Collection entries:
## BEGIN

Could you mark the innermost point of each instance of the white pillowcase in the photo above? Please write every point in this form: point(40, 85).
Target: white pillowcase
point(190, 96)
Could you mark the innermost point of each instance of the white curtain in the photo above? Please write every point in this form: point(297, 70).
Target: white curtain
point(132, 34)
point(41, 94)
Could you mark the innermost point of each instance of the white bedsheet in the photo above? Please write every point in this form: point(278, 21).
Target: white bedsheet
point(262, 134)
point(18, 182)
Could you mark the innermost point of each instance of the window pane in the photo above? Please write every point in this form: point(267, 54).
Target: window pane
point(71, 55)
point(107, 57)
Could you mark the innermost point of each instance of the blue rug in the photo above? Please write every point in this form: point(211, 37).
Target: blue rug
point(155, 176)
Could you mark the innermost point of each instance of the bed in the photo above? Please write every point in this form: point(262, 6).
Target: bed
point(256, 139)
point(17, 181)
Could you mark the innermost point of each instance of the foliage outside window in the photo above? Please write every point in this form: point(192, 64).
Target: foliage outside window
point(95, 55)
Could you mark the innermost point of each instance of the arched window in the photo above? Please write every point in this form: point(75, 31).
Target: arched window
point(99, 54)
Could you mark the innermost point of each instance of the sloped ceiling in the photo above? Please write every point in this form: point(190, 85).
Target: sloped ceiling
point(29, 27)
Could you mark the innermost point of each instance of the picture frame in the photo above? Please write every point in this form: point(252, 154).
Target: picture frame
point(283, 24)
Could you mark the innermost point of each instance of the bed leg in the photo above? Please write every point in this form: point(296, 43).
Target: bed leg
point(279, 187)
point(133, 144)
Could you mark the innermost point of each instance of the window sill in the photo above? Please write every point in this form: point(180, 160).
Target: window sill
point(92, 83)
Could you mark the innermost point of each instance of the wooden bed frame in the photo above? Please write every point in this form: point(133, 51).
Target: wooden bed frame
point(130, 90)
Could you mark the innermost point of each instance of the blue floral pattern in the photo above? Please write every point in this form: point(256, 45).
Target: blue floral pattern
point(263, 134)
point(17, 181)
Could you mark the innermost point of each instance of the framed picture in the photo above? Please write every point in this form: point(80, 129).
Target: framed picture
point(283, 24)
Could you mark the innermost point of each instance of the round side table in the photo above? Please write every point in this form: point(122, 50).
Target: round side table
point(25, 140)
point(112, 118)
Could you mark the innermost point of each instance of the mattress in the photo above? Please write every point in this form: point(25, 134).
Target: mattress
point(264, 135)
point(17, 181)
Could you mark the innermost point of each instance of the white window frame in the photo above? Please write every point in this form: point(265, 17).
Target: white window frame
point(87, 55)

## END

■ **What the exercise asks**: Copy the material above line for line, without changing anything.

■ **Result of this exercise**:
Could you mark the innermost point of each instance of the white pillowcase in the photo above? Please write every point in this form: point(40, 85).
Target: white pillowcase
point(190, 96)
Could you mark the innermost point of each instance of the white curtain in the photo above? Please write every point in this form: point(297, 70).
Target: white curtain
point(132, 34)
point(41, 94)
Could you mark the innermost point of each instance of the white bedsheet in the photo above? Please write every point in this form: point(278, 21).
Target: white bedsheet
point(262, 134)
point(18, 182)
Could you mark the innermost point of each instance of the window pane in the photo above? Please write every point in this form: point(267, 54).
Target: window pane
point(71, 55)
point(107, 57)
Could you mark the innermost point of each instance of the blue rug in the photo above? Please write every point in this form: point(211, 37).
Target: blue rug
point(155, 176)
Could you mark the innermost point of each instance of the bed in the photo above? Please write every point in this form: point(262, 6).
Target: bed
point(256, 139)
point(17, 181)
Could you mark the innermost point of each instance of the foliage outside window in the photo above? Please write every point in this form: point(192, 64).
Target: foliage outside window
point(95, 55)
Could you mark the innermost point of each instance of the arched window in the photo above? Please write every point in this form: point(75, 31).
Target: arched window
point(99, 54)
Could you mark the innermost point of each instance of the sloped ceiling in the photo above? Please write every point in this form: point(190, 85).
Target: sloped ceiling
point(29, 27)
Could you mark the innermost point of each instance of the picture frame in the photo above? Please write every point in this form: point(252, 154).
Target: picture frame
point(283, 24)
Could you mark the innermost point of each instance of the bed leg in the photo above? Please write every point in this form: point(296, 43).
Target: bed leg
point(279, 187)
point(133, 144)
Could you mark the innermost point of each instance of the window sill in the photo above? Please write every point in this form: point(180, 160).
Target: window sill
point(92, 83)
Could you mark the innermost point of each instance of the wooden bed frame in the photo above? Please write every point in this form: point(133, 51).
Target: wooden bed frame
point(130, 90)
Could you mark the innermost point of each instance of the blue floral pattern in the photo above? Please write every point in this form: point(256, 45).
Target: blue floral pattern
point(263, 134)
point(17, 181)
Could you mark the innermost point of each instance of the framed picture in the photo above? Please write every point in this form: point(80, 129).
Target: framed picture
point(283, 24)
Could you mark the innermost point of each instance of the round side table in the photo above? Please write every point in this form: point(122, 50).
Target: round side table
point(25, 140)
point(112, 118)
Could you mark the innermost point of each instance of the mattress in the photo above? Please write every point in this form: point(25, 134).
Target: mattress
point(264, 135)
point(17, 181)
Could you mark the innermost point of each instance of the white window frame in the photo above? Please write every point in this form: point(265, 17).
Target: white window frame
point(87, 55)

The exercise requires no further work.